Everyone wants it – our government wants it, our businesses want it, our communities want it, but they all seem to have different ways of trying to get it. They are trying to hire it, they are trying to buy it, even copy it, but still many are struggling to get what they want. The challenge is working out what innovation means to you.
To us, innovation is new thinking with a focus on creating something better than we currently have. Innovation should be about advancing what we are doing, not about creating stuff just for the joy of it (and potentially sewing the seeds for the very next problem at the very same time).
Despite the fact that most people agree that innovation is a solution to many of our problems, getting it is another thing. Some of the most common drivers for innovation that we come across include:
- Being stuck in a rut in a changing environment and not knowing how to respond
- Trying to get ahead of others in the same field (or at least catching up with competitors)

### Problems to work on
1 > Duplicate the innovation passage from "Despite the fact" to "up with competitors)".
2 > Summarize the passage on innovation in two sentences.
3 > Supply the next part of the passage on innovation, picking up after its final line.
The items that come next are separate material, unrelated to the passage on innovation.

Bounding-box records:
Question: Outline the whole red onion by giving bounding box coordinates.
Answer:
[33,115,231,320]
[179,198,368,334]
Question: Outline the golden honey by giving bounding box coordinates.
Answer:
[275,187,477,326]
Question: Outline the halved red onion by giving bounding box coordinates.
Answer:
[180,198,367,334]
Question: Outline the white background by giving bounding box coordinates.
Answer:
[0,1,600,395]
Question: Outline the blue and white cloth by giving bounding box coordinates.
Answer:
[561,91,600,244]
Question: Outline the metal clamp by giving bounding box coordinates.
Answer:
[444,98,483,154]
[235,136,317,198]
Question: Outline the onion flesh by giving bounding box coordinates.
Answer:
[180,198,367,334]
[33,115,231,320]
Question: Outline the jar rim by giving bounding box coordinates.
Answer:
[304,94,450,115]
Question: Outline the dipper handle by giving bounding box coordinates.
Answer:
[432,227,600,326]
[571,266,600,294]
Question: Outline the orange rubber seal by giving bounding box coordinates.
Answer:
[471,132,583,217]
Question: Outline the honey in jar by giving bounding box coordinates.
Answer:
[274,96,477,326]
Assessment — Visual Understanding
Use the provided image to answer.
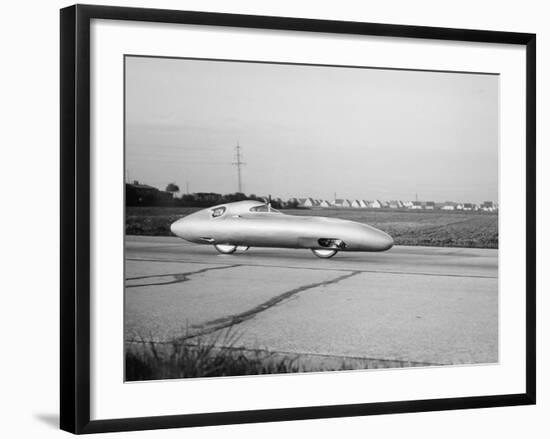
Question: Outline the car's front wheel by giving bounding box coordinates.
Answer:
[214,244,237,255]
[311,248,338,259]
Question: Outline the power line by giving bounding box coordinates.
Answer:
[232,142,246,193]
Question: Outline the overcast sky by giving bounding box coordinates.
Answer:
[126,57,498,202]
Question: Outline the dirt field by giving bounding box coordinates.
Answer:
[126,207,498,248]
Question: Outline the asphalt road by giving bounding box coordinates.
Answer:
[125,236,498,367]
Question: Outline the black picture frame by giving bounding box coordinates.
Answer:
[60,5,536,433]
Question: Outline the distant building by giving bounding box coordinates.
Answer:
[480,201,497,212]
[126,180,174,206]
[298,198,317,207]
[369,200,382,209]
[332,198,351,207]
[388,200,403,209]
[441,201,456,210]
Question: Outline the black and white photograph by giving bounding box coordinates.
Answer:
[124,55,499,381]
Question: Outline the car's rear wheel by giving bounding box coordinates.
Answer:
[311,248,338,259]
[214,244,237,255]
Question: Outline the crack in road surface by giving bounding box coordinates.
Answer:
[126,264,242,288]
[176,271,361,341]
[127,258,498,285]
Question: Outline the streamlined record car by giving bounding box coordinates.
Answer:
[170,200,393,258]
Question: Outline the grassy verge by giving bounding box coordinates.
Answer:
[125,330,430,381]
[126,207,498,248]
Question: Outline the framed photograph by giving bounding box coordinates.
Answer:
[61,5,536,433]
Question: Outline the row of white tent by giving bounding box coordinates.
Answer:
[297,198,498,212]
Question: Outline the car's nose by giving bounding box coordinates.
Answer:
[170,211,208,241]
[360,225,393,251]
[373,230,393,251]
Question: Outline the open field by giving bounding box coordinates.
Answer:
[126,207,498,248]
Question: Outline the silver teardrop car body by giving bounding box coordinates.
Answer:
[170,200,393,258]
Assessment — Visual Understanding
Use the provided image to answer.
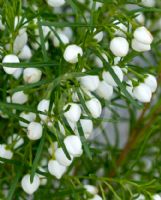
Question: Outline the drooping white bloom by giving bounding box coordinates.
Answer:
[102,66,124,87]
[37,99,50,121]
[48,160,67,179]
[47,0,65,7]
[79,75,99,91]
[144,74,157,92]
[7,133,24,149]
[110,37,129,57]
[23,68,42,83]
[96,81,113,100]
[27,122,43,140]
[64,135,83,157]
[64,103,81,122]
[64,44,83,64]
[86,98,102,118]
[0,144,13,159]
[133,26,153,44]
[19,112,36,127]
[133,83,152,103]
[21,174,40,195]
[55,148,73,167]
[2,54,20,74]
[12,91,28,104]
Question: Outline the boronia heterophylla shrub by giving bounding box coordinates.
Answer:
[0,0,161,200]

### Answers given
1 >
Despite the fact that most people agree that innovation is a solution to many of our problems, getting it is another thing. Some of the most common drivers for innovation that we come across include:
- Being stuck in a rut in a changing environment and not knowing how to respond
- Trying to get ahead of others in the same field (or at least catching up with competitors)

2 > Government, businesses and communities all want innovation, yet many struggle to get it, and the challenge is working out what it means to you. Innovation is framed as new thinking focused on creating something better than what exists now, and common drivers include being stuck in a rut in a changing environment and trying to get ahead of or catch up with competitors.

3 >
- Needing to do more with less in all the forms it takes
- Needing to make things better and the current solutions just not cutting it
And, some of the most common responses we see to the innovation challenge include:
- a focus on process
- the creation of a specialist department,
- an innovation rewards scheme
- a top down focus
While these responses could work in the right circumstances, none of them address the biggest barrier that we find to a truly innovative group or organisation – and that is culture. You can hire the smartest people, buy the most fabulous innovative little start-ups, engage the most amazing consultants and copy the most inspirational organisations, but if your group/organisation does not foster an empowered and engaged culture – your innovation goals will not succeed in the long term.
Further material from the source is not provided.